Exercise brief
Quote the entries in full, character for character, without their images.

Material provided
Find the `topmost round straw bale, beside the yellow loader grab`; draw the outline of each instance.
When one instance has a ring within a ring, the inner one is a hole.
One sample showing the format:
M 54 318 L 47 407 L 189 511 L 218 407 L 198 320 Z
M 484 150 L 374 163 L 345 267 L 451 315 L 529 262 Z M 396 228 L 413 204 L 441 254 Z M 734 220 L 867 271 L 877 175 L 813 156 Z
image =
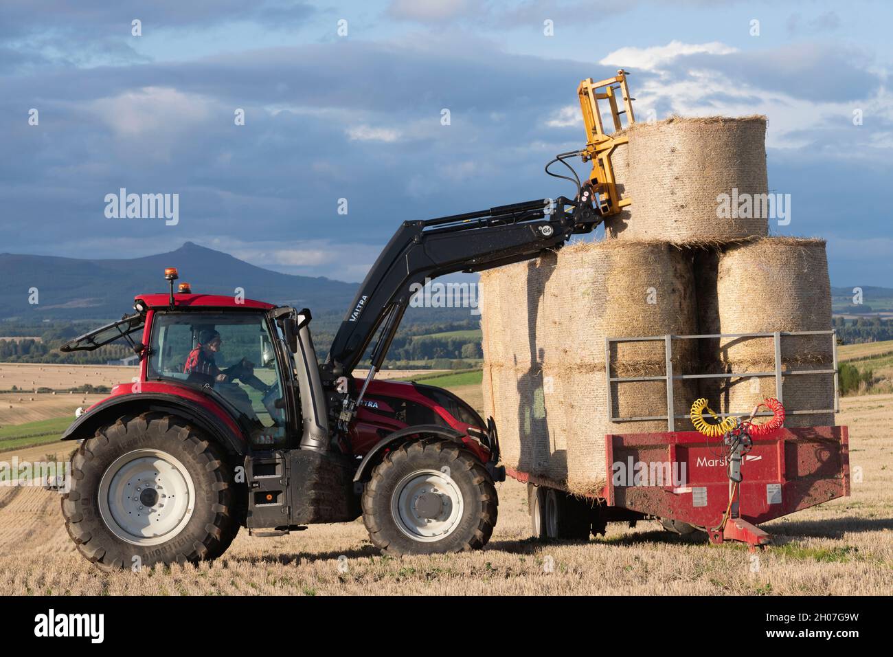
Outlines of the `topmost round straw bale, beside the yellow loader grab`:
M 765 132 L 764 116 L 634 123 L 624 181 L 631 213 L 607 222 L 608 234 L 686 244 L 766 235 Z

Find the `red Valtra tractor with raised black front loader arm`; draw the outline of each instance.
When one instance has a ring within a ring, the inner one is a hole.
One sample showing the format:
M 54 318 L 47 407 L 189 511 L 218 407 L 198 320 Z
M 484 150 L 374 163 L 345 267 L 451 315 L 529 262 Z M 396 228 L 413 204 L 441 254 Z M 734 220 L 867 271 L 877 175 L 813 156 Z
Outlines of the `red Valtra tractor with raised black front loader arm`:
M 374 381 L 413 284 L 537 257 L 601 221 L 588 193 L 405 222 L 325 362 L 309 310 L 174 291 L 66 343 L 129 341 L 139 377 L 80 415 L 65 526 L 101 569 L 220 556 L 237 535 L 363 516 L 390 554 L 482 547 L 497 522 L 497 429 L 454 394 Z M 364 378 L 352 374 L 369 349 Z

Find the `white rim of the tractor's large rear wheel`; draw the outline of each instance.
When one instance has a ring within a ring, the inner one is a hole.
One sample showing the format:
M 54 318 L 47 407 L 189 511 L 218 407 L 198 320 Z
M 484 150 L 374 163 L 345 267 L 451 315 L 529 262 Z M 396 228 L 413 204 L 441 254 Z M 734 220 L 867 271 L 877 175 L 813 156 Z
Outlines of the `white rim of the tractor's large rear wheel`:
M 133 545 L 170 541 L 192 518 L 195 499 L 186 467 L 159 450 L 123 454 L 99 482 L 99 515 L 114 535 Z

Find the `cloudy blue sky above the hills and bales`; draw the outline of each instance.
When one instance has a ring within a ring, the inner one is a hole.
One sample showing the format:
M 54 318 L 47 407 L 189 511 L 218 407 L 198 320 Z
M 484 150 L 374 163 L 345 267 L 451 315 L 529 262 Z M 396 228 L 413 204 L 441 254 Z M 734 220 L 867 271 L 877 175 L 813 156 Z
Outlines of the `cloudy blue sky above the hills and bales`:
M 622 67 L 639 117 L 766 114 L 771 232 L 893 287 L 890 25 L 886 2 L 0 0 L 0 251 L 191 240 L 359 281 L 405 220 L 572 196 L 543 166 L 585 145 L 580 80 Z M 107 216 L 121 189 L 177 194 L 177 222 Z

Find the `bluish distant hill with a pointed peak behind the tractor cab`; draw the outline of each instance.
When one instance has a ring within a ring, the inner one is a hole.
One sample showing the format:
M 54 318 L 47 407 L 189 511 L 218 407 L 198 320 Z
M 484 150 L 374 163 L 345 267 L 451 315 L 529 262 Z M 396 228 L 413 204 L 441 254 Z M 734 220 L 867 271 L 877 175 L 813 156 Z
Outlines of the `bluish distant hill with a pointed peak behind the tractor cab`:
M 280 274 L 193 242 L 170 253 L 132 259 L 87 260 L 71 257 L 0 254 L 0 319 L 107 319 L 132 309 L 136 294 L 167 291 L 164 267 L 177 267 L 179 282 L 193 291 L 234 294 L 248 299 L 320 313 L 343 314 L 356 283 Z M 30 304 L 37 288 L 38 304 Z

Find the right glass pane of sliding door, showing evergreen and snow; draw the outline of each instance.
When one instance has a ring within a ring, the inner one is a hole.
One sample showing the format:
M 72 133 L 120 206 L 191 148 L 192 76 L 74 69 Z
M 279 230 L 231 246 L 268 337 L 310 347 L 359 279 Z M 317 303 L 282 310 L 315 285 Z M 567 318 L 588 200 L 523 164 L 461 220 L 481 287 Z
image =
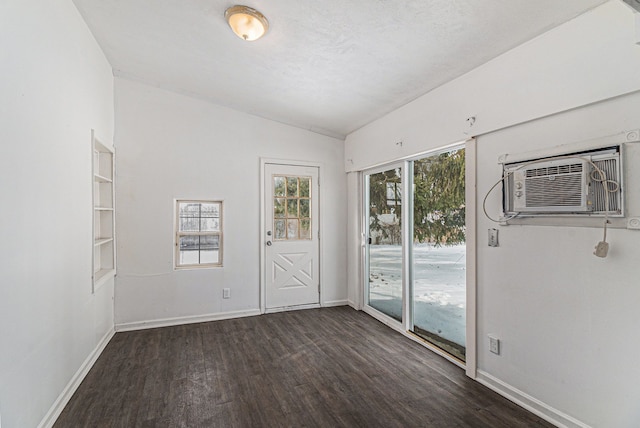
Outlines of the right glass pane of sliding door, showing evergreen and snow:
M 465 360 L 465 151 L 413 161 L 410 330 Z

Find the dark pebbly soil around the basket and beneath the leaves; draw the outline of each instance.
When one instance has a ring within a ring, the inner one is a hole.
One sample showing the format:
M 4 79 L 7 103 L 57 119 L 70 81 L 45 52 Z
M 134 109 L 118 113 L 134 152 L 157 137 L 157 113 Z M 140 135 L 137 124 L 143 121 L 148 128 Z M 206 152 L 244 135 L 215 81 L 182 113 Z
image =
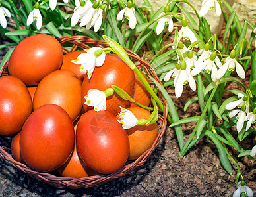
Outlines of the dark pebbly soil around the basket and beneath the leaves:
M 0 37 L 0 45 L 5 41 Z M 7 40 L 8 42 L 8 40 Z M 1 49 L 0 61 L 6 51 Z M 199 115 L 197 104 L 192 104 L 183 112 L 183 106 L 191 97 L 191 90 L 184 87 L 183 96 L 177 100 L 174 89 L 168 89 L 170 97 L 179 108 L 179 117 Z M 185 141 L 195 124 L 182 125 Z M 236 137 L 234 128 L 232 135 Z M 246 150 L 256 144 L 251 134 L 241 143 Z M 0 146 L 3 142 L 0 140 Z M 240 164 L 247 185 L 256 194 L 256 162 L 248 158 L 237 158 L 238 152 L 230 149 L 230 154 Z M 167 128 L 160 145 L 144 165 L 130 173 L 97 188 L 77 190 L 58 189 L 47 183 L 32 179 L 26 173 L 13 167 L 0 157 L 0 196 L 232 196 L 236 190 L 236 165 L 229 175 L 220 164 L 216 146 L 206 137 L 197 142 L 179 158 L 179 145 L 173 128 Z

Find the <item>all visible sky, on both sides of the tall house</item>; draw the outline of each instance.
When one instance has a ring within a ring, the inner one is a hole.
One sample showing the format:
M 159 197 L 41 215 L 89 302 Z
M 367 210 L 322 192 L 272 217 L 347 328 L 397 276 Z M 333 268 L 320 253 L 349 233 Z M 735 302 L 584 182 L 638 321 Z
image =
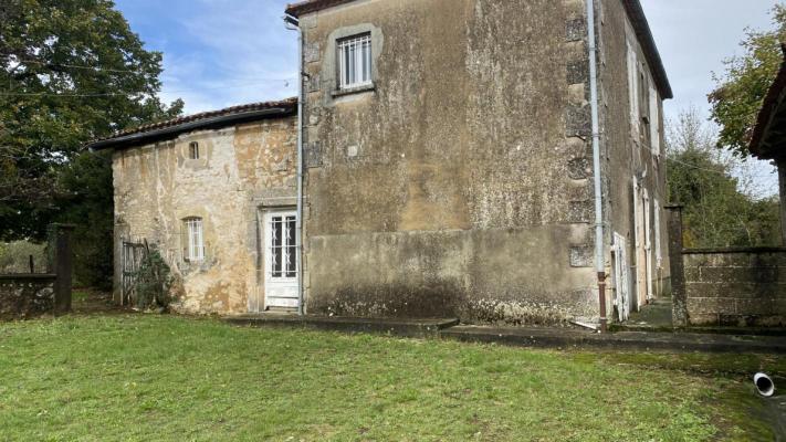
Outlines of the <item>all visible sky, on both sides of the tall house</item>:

Your solution
Find the `topmost round straw bale, beside the yellow loader grab`; draw the outline of each instance.
When one instance has a ring within a ring, the inner one is a hole.
One sample showing the format:
M 54 318 L 47 407 L 189 511 L 218 407 L 198 320 Z
M 484 150 L 374 163 L 345 267 L 451 315 L 529 262 Z M 396 228 L 413 204 L 441 254 Z M 734 220 L 867 271 L 877 175 L 813 156 Z
image =
Outlines of the `topmost round straw bale, beside the yellow loader grab`:
M 765 132 L 764 116 L 634 123 L 624 181 L 631 213 L 607 222 L 608 234 L 686 244 L 766 235 Z

Find the `red Valtra tractor with raised black front loader arm`; draw the outline of each instance.
When one instance has a ring within a ring, the inner one is a hole.
One sample showing the format:
M 54 318 L 47 407 L 189 511 L 218 407 L 198 320 Z
M 484 150 L 374 163 L 345 267 L 451 315 L 529 262 Z M 396 228 L 413 204 L 441 254 Z M 734 220 L 867 271 L 877 175 L 813 156 Z
Outlines of the `red Valtra tractor with raised black front loader arm`:
M 374 381 L 413 284 L 537 257 L 601 221 L 588 193 L 405 222 L 325 362 L 309 310 L 174 291 L 66 343 L 129 341 L 139 377 L 80 415 L 65 526 L 101 569 L 220 556 L 237 535 L 363 516 L 390 554 L 482 547 L 497 522 L 497 429 L 454 394 Z M 364 378 L 352 374 L 369 349 Z

Find the `white rim of the tractor's large rear wheel`; draw the outline of each instance.
When one instance has a ring within a ring, the inner one is a hole.
One sample showing the format:
M 54 318 L 47 407 L 189 511 L 218 407 L 198 320 Z
M 484 150 L 374 163 L 345 267 L 451 315 L 529 262 Z M 396 228 L 413 204 L 441 254 Z M 734 220 L 867 271 L 877 175 L 813 156 Z
Outlines of the `white rim of the tractor's large rear wheel`:
M 133 545 L 170 541 L 192 518 L 195 499 L 186 467 L 159 450 L 123 454 L 99 482 L 99 515 L 114 535 Z

Find the `cloudy blue sky above the hills and bales`; draw the outline of each instance.
When one instance has a ring within a ring, the inner one is a hole.
One sample showing the format:
M 54 318 L 47 407 L 189 511 L 218 407 L 198 320 Z
M 484 150 L 374 163 L 345 267 L 451 315 L 529 262 Z M 396 228 L 413 204 L 441 254 Z M 734 220 L 867 271 L 877 175 L 813 156 Z
Outlines of the `cloudy blue sky above the hills and bales`:
M 622 67 L 639 117 L 766 114 L 771 232 L 893 287 L 890 25 L 886 2 L 0 0 L 0 251 L 191 240 L 359 281 L 405 220 L 572 196 L 543 166 L 585 145 L 580 80 Z M 107 216 L 121 189 L 177 194 L 177 222 Z

Find the `bluish distant hill with a pointed peak behind the tractor cab`; draw the outline of each instance.
When one instance has a ring within a ring, the inner one is a hole.
One sample showing the format:
M 54 318 L 47 407 L 189 511 L 218 407 L 198 320 Z
M 484 150 L 374 163 L 345 267 L 451 315 L 529 262 Z M 396 228 L 413 204 L 441 254 Z M 734 220 L 867 271 L 877 175 L 813 156 Z
Outlines of the `bluish distant hill with a pointed peak behind the tractor cab`:
M 280 274 L 193 242 L 170 253 L 132 259 L 87 260 L 71 257 L 0 254 L 0 319 L 107 319 L 132 309 L 136 294 L 167 291 L 164 267 L 177 267 L 179 282 L 193 291 L 234 294 L 248 299 L 320 313 L 343 314 L 356 283 Z M 30 304 L 37 288 L 38 304 Z

Find the right glass pane of sliding door, showing evergreen and snow; draw the outline of each instance.
When one instance has a ring within a ring, the inner one is a hole.
One sample showing the format:
M 72 133 L 120 206 L 191 148 L 192 76 L 74 69 Z
M 279 230 L 231 246 L 268 337 L 310 347 L 359 279 Z M 317 303 L 282 310 L 315 285 Z M 567 318 L 588 200 L 523 164 L 461 220 L 481 287 Z
image =
Outlines of the right glass pane of sliding door, showing evergreen and snow:
M 465 360 L 465 151 L 413 161 L 410 330 Z

Find the dark pebbly soil around the basket and beneath the leaves; draw the outline of each instance.
When one instance has a ring within a ring, the inner one is a hole.
One sample showing the format:
M 4 79 L 7 103 L 57 119 L 70 81 L 45 52 Z
M 134 109 L 118 113 L 134 152 L 157 137 L 157 113 Z M 140 135 L 137 124 L 143 121 L 148 128 Z M 206 152 L 244 135 L 215 81 L 182 113 Z
image =
Outlines of the dark pebbly soil around the basket and beneath the leaves:
M 0 37 L 0 45 L 5 41 Z M 7 40 L 8 42 L 8 40 Z M 1 49 L 0 61 L 6 51 Z M 199 115 L 197 104 L 192 104 L 183 112 L 183 106 L 191 97 L 191 90 L 184 87 L 183 96 L 177 100 L 174 89 L 168 89 L 170 97 L 179 108 L 179 117 Z M 185 141 L 195 124 L 182 125 Z M 236 137 L 234 128 L 232 135 Z M 246 150 L 256 144 L 251 134 L 241 143 Z M 0 146 L 3 142 L 0 140 Z M 240 164 L 247 185 L 256 194 L 256 162 L 248 158 L 237 158 L 238 152 L 230 149 L 230 154 Z M 167 128 L 160 145 L 144 165 L 130 173 L 97 188 L 77 190 L 58 189 L 47 183 L 32 179 L 26 173 L 13 167 L 0 157 L 0 196 L 232 196 L 236 190 L 236 165 L 229 175 L 220 164 L 216 146 L 206 137 L 197 142 L 179 158 L 179 145 L 173 128 Z

Find the <item>all visible sky, on both sides of the tall house</item>; draw the outline of each instance.
When one instance has a ring within a ring, the inner one is a hole.
One sample showing the format:
M 159 197 L 41 215 L 89 302 Z
M 367 210 L 322 192 L 272 217 L 347 328 L 397 276 Z M 333 268 L 320 253 L 349 233 Z M 735 302 L 584 182 L 638 321 Z
image =
Outlines of the <item>all visible sky, on both sides of the tall house</item>:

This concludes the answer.